Job A. Please give again, word for word, the part of the passage on deep generative models that opens with the words containing "Tractable Generative Models" and closes with "with its taxonomy.".
Job B.
Answer these questions from the passage on deep generative models:
(i) Into how many categories does it divide (deep) generative modelling?
(ii) What two types of density estimation methods does it name for deep generative models?
(iii) What two types of techniques does it list under tractable density models?
Job C. Translate this sentence from the passage on deep generative models into Spanish: "Also, tractable density can be computed in polynomial time but intractable(not approximate) takes more than exponential time to solve."

Quoted text.
....

How to Formulate (Deep) Generative Modelling?

After asking some important questions of What and where, its’ time to ask how. In other words we can understand the section heading as how to express \(p(\textbf{x})\). We can divide (Deep) Generative modelling into four categories:- \((1)\) Autoregressive Generative Models(ARM) \((2)\) Flow-based Models \((3)\) Latent variable models \((4)\) Energy-based models

A taxonomy of deep generative models

A taxonomy of deep generative models

Deep Generative models can be divided into two types of density estimation methods, namely \((1)\) Explicit Density Models \((2)\) Implicit Density Models. Say you have data distribution \(p_{data}\), \(p_{model}(\textbf{x};\theta)\) likelihood function which learns that data distribution and \(\textbf{x}=[x_{1}, x_{2}, …, x_{n}]^{T}\) are data-points of dataset. Now in explicit density models we compute \(p_{model}(\textbf{x};\theta)\) in short \(p(\textbf{x})\), but in implicit models we dont’ need to compute this likelihood function but directly sample from the distribution e.g. sampling values from noise, and generate for instance image samples using some transformation.

Explicit Generative Methods Impliit Generative Methods
define an explicit density form(\(p_{model}(\textbf{x};\theta)\)) that allows likelihood inference target a flexible transformation(Generator) from random noise to generated samples
used to estimate the probability density function of the data can generate new samples from the learned distribution
require computing the likelihood of the data, which can be computationally expensive do not require computing the likelihood
typically easier to interpret and analyze more flexible and can capture complex distributions
can suffer from overfitting can suffer from mode collapse
trained using maximum likelihood estimation typically trained using adversarial training or variational inference

Explicit Generative Methods

Explicit density methods need to estimate the density of underlying data distribution and marginal likelihood in denominator of bayes rule \(p(z|x)=\frac{p(x,z)}{\int p(x|z)p(z)}\) creates problem since it involves integral. Now if this likelihood can be solved in closed-form expression then those problems lie under tractable density otherwise we need to find approximations to it and so those problems lie under approximate density class. Also, tractable density can be computed in polynomial time but intractable(not approximate) takes more than exponential time to solve. In the given link of Closed Form Expressions a table is given where you can check that we do not have any closed form solution under integral.

Tractable Generative Models

In tractable density models we have two type of techniques namely \((1)\) Autoregressive Models \((2)\) Flow-based Models.

Autoregressive Models

Here, distribution over \(\textbf{x}\) is represented in an autoregressive manner:

$$p(\textbf{x})=p(x_{0})\prod_{i=1}^{D}p(x_{i}\vert\textbf{x}_{<i})$$

where, \(\textbf{x}_{<i}\) denotes all \(\textbf{x}\)’s upto index \(i\).

Modelling all conditional distributions \(p(x_{i}\vert\textbf{x}_{<i})\) would be computationally inefficient. But there are many ways we solve this, although we will not talk about autoregessive models here. Checkout the post Autoregressive Models: Connecting the dots that talk about why we needed these type of models anyway along with its taxonomy.

....

Dataset excerpt:
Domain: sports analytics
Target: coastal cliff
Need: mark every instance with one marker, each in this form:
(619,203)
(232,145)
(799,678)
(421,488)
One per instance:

....

Response A.
Tractable Generative Models

In tractable density models we have two type of techniques namely \((1)\) Autoregressive Models \((2)\) Flow-based Models.

Autoregressive Models

Here, distribution over \(\textbf{x}\) is represented in an autoregressive manner:

$$p(\textbf{x})=p(x_{0})\prod_{i=1}^{D}p(x_{i}\vert\textbf{x}_{<i})$$

where, \(\textbf{x}_{<i}\) denotes all \(\textbf{x}\)’s upto index \(i\).

Modelling all conditional distributions \(p(x_{i}\vert\textbf{x}_{<i})\) would be computationally inefficient. But there are many ways we solve this, although we will not talk about autoregessive models here. Checkout the post Autoregressive Models: Connecting the dots that talk about why we needed these type of models anyway along with its taxonomy.

Response B.
(i) Four.
(ii) Explicit density models and implicit density models.
(iii) Autoregressive models and flow-based models.

Response C. Además, la densidad tratable puede calcularse en tiempo polinómico, pero la intratable (no aproximada) requiere más que tiempo exponencial para resolverse.